_TASK PROMPT:_ Leave every picture out and write out the records below exactly.

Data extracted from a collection

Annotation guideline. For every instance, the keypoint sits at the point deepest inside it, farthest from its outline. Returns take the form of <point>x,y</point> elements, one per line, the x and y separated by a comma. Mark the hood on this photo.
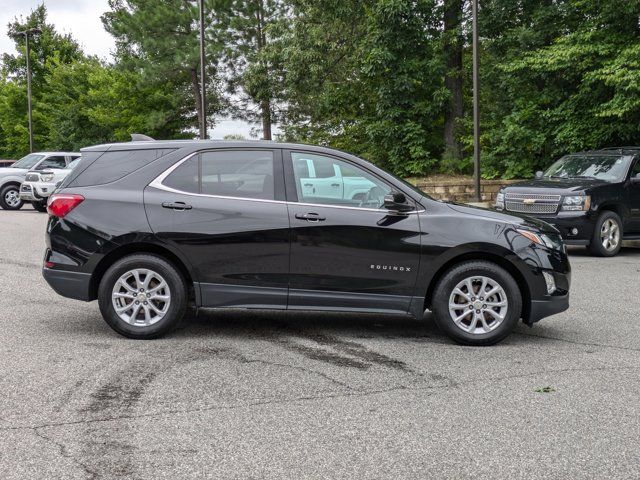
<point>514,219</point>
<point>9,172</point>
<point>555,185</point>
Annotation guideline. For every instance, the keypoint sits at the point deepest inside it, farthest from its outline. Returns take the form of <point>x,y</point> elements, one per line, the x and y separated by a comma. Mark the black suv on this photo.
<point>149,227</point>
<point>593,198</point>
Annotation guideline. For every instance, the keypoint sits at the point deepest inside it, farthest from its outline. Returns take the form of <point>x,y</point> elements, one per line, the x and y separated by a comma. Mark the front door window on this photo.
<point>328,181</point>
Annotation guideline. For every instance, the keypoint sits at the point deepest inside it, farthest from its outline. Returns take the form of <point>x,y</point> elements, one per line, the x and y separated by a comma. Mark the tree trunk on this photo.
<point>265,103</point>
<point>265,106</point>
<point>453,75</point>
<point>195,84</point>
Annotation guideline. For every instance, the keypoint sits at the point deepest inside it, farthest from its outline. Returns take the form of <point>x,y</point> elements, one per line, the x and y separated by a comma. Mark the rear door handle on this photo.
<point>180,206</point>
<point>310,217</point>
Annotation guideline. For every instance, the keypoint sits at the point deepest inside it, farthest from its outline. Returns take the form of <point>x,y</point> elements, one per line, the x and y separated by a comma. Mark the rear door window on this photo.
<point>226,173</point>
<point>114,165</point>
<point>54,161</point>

_RESPONSE FOR THIS EXERCISE:_
Annotation guideline. For every instance, the keypoint sits at the point deepest inside it, farthest from its outline. Returns take the form of <point>x,y</point> elements, one per line, the x and y separated by a comma. Mark the hood on this photo.
<point>514,219</point>
<point>9,172</point>
<point>555,185</point>
Annotation guideline. For every instance, the keypoint sits at the point deepest inside it, farthest from its outline. Returns take the form of <point>x,y</point> elements, one per line, the x and y separated by a comma. Mark the black suv on this photo.
<point>149,227</point>
<point>593,198</point>
Annotation guideline. For every instance, the keypoint sits at the point deepest inside it, farthest from its outline. Returns take the form of <point>x,y</point> elements, one per line, the x and y separated by a comma. Mark the front door window on this photo.
<point>328,181</point>
Annotation guideline. For every instance, the keypoint sits at the point deepest inside it, farthest from its outline. Returns take the form of <point>x,y</point> elements, one per line, the x and y separated by a comma. Mark the tree trunk on this photo.
<point>265,103</point>
<point>265,106</point>
<point>453,75</point>
<point>195,84</point>
Annotation guideline. For every instance, the keypoint sits at the point deepest inside it, farthest from its outline. Returns take the form of <point>x,y</point> elements, one per line, the x and y separated by a comma. Mark the rear door handle on this photo.
<point>180,206</point>
<point>310,217</point>
Annotation guideline. For every instance, the keypoint sits at the point deepest inside it, farthest from its outline. Returns take the form of <point>x,y</point> elements, one per line, the x and y separated by a comma. Mark the rear door window on this photo.
<point>226,173</point>
<point>114,165</point>
<point>54,161</point>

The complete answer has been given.